▸ **PROVIDED RECORDS**:
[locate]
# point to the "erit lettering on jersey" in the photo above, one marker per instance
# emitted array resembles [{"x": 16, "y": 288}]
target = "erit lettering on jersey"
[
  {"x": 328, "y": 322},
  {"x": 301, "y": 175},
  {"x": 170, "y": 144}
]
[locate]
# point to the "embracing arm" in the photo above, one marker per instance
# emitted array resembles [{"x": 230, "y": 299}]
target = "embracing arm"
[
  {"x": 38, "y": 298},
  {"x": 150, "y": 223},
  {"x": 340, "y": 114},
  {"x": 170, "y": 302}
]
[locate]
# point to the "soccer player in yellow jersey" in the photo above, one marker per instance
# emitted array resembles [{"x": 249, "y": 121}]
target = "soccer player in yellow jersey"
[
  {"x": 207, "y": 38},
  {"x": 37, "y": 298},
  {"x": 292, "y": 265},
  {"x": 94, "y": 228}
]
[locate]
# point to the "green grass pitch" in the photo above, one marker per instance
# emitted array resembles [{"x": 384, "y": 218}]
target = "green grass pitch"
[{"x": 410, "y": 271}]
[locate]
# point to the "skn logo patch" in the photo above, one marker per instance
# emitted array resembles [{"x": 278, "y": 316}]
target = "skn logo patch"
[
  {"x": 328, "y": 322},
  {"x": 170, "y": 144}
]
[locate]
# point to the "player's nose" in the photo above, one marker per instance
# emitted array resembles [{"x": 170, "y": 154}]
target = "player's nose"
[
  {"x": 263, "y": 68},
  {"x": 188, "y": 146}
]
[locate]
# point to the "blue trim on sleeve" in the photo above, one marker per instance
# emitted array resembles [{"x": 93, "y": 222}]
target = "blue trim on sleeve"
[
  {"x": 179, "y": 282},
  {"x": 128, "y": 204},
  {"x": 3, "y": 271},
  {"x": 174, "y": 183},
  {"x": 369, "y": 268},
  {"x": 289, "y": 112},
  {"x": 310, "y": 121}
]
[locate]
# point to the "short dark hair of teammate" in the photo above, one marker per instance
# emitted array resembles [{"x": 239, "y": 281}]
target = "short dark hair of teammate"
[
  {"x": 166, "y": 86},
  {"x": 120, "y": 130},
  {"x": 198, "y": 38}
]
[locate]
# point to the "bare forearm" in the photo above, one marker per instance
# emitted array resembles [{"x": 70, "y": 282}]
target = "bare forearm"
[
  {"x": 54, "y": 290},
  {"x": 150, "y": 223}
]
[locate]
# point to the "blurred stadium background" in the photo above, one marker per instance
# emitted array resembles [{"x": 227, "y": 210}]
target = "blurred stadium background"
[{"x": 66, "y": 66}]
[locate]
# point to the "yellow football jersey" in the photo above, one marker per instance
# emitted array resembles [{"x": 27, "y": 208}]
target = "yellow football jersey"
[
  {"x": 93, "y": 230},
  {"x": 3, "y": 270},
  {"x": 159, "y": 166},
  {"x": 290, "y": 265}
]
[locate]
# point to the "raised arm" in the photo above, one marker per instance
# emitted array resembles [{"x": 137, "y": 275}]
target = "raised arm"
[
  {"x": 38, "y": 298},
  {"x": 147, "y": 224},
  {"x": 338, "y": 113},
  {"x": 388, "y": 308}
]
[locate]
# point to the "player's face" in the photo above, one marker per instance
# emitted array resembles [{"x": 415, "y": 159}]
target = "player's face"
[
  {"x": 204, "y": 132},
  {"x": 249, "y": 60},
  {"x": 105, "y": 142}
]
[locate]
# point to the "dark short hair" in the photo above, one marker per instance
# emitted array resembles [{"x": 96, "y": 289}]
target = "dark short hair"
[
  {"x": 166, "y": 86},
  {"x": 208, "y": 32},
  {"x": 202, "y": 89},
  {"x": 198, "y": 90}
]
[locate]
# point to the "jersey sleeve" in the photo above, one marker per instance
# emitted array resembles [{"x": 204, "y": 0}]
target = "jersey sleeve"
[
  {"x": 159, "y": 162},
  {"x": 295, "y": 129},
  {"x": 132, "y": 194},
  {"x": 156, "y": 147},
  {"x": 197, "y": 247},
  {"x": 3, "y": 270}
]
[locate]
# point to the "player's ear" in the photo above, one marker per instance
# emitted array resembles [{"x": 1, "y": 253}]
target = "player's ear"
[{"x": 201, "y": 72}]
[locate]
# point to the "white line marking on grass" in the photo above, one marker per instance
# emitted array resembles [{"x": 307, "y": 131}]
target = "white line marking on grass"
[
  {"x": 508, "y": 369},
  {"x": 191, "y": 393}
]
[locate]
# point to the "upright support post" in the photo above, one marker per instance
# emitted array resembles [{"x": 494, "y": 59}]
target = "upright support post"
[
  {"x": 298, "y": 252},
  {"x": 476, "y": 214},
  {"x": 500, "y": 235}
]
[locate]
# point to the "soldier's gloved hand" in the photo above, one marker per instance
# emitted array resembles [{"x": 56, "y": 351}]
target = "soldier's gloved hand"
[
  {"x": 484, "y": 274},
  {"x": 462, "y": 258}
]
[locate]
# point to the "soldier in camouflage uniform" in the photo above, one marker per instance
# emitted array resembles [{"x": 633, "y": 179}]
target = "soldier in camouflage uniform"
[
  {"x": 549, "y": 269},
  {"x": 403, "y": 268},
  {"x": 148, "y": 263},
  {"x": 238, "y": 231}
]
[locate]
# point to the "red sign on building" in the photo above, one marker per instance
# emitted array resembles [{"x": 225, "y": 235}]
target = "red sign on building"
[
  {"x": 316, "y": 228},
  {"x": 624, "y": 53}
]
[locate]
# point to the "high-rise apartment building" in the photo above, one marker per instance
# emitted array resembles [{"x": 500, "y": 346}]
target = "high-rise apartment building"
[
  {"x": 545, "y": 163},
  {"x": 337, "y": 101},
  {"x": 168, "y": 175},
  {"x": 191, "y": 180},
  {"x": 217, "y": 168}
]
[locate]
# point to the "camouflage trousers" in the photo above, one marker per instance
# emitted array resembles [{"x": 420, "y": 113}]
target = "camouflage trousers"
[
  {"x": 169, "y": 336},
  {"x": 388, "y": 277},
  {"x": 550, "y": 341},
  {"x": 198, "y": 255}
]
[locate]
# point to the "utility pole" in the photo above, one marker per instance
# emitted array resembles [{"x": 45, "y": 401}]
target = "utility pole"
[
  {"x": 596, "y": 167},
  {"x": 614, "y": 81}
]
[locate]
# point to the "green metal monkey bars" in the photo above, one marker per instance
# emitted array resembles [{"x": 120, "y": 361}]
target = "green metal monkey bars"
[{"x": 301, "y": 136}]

▸ **TASK OBJECTIVE**:
Take the material above and return all of it exactly.

▸ **TASK ANSWER**:
[locate]
# point to the "erit lettering on jersey" in the photo above, one marker per instance
# emitted array resembles [{"x": 16, "y": 288}]
target = "erit lettering on jersey"
[
  {"x": 328, "y": 322},
  {"x": 301, "y": 175},
  {"x": 170, "y": 144}
]
[locate]
# point to the "embracing arm" in the photo above, one marker per instance
# emitted array resembles [{"x": 230, "y": 299}]
target = "embracing arm"
[
  {"x": 38, "y": 298},
  {"x": 150, "y": 223},
  {"x": 340, "y": 114},
  {"x": 170, "y": 302}
]
[locate]
# point to the "soccer player in yellow jersey" in the photo above, one marker per instance
# emitted array resembles [{"x": 249, "y": 121}]
target = "soccer player in yellow jersey"
[
  {"x": 207, "y": 38},
  {"x": 37, "y": 298},
  {"x": 292, "y": 265},
  {"x": 94, "y": 228}
]
[locate]
# point to the "green grass pitch" in the photo above, one marker per instance
# emitted array resembles [{"x": 384, "y": 218}]
target = "green grass pitch"
[{"x": 410, "y": 271}]
[locate]
# point to the "skn logo patch" in the photo above, one marker per instance
# emitted array resembles [{"x": 278, "y": 316}]
target = "skn logo patch"
[
  {"x": 328, "y": 322},
  {"x": 170, "y": 144}
]
[locate]
# point to the "player's nose" in the photo above, one marker per instance
# emitted array resembles [{"x": 170, "y": 154}]
target = "player's nose"
[
  {"x": 263, "y": 68},
  {"x": 188, "y": 146}
]
[locate]
# point to the "blue trim on sleeve" in the photo above, one marker per instance
# emitted array resembles [{"x": 93, "y": 222}]
target = "blue trim on sleeve"
[
  {"x": 179, "y": 282},
  {"x": 128, "y": 204},
  {"x": 3, "y": 271},
  {"x": 174, "y": 183},
  {"x": 369, "y": 268},
  {"x": 289, "y": 112},
  {"x": 310, "y": 121}
]
[locate]
# point to the "short dark hair of teammate" in the photo above, one marker per instance
# emitted array resembles [{"x": 239, "y": 281}]
target = "short dark hair of teammate"
[
  {"x": 166, "y": 86},
  {"x": 120, "y": 130},
  {"x": 198, "y": 38}
]
[locate]
# point to the "bare forearm" in the photo above, one marker per instance
# emitted array resembles [{"x": 70, "y": 282}]
target = "bare forearm"
[
  {"x": 54, "y": 290},
  {"x": 150, "y": 223}
]
[locate]
# point to the "blurred stadium background" in the photo above, one marker per instance
# emitted array resembles [{"x": 227, "y": 210}]
target = "blurred stadium background"
[{"x": 66, "y": 66}]
[locate]
# point to the "yellow football jersey" in the photo above, one marker per instance
# emitted array resembles [{"x": 27, "y": 208}]
target = "yellow football jersey"
[
  {"x": 93, "y": 230},
  {"x": 3, "y": 270},
  {"x": 159, "y": 166},
  {"x": 290, "y": 265}
]
[locate]
# point to the "raised arm" in the photo above, one marker per instance
# emitted array resembles [{"x": 137, "y": 275}]
target = "raised arm"
[
  {"x": 38, "y": 298},
  {"x": 147, "y": 224},
  {"x": 338, "y": 113},
  {"x": 388, "y": 308}
]
[locate]
# point to the "player's face" in the photo above, one marker per instance
# emitted array resembles [{"x": 415, "y": 159}]
target = "player's face"
[
  {"x": 204, "y": 132},
  {"x": 249, "y": 60},
  {"x": 105, "y": 142}
]
[locate]
# point to the "dark short hair" in the photo above, one marker per instance
# emitted array resembles [{"x": 96, "y": 289}]
target = "dark short hair"
[
  {"x": 166, "y": 86},
  {"x": 208, "y": 32},
  {"x": 202, "y": 89},
  {"x": 198, "y": 90}
]
[locate]
# point to the "jersey sleeve" in the photo above, one marker per instance
# emitted array resembles [{"x": 204, "y": 0}]
target = "jersey sleeve"
[
  {"x": 159, "y": 162},
  {"x": 295, "y": 129},
  {"x": 132, "y": 194},
  {"x": 156, "y": 147},
  {"x": 197, "y": 247},
  {"x": 3, "y": 270}
]
[locate]
# point to the "player's ear" in the photo above, one marker per instance
# emitted array resembles [{"x": 1, "y": 253}]
target = "player's ear"
[{"x": 201, "y": 72}]
[locate]
# point to the "white line marking on grass" in the photo above, one marker per instance
# emitted array resembles [{"x": 307, "y": 131}]
target = "white line marking on grass"
[
  {"x": 508, "y": 369},
  {"x": 191, "y": 393}
]
[locate]
# point to the "upright support post" in the photo above, one marker per instance
# emitted array resembles [{"x": 494, "y": 59}]
target = "upright support post"
[
  {"x": 298, "y": 252},
  {"x": 476, "y": 214},
  {"x": 500, "y": 235}
]
[locate]
# point to the "soldier's gloved hand" in the photo above, one marker per instance
# emitted array resembles [{"x": 56, "y": 351}]
target = "soldier's gloved hand"
[
  {"x": 484, "y": 274},
  {"x": 462, "y": 258}
]
[locate]
# point to the "soldier in camouflage uniform" in the photo above, one marker per instance
# emitted array resembles [{"x": 633, "y": 179}]
target = "soldier in camouflage uniform"
[
  {"x": 549, "y": 269},
  {"x": 403, "y": 268},
  {"x": 148, "y": 263},
  {"x": 238, "y": 231}
]
[locate]
# point to the "red sign on building" in the photo above, one marker per instance
# emitted array resembles [{"x": 225, "y": 235}]
target = "red sign on building"
[
  {"x": 316, "y": 228},
  {"x": 624, "y": 53}
]
[locate]
# point to the "high-rise apartment building" in the photo above, one marker per instance
# emitted array resembles [{"x": 500, "y": 346}]
target = "high-rise apartment building"
[
  {"x": 545, "y": 163},
  {"x": 337, "y": 101},
  {"x": 168, "y": 175},
  {"x": 191, "y": 180},
  {"x": 217, "y": 168}
]
[locate]
# point to the "camouflage trousers" in the photo above, one marker per instance
# emitted array resembles [{"x": 420, "y": 113}]
target = "camouflage trousers"
[
  {"x": 169, "y": 336},
  {"x": 388, "y": 277},
  {"x": 550, "y": 341},
  {"x": 198, "y": 255}
]
[locate]
# point to the "utility pole" in the photo above, one marker per instance
# emitted array resembles [{"x": 45, "y": 401}]
target = "utility pole"
[
  {"x": 596, "y": 167},
  {"x": 614, "y": 81}
]
[locate]
# point to the "green metal monkey bars" in the photo above, one marker per instance
# emitted array resembles [{"x": 120, "y": 361}]
target = "green metal monkey bars"
[{"x": 301, "y": 136}]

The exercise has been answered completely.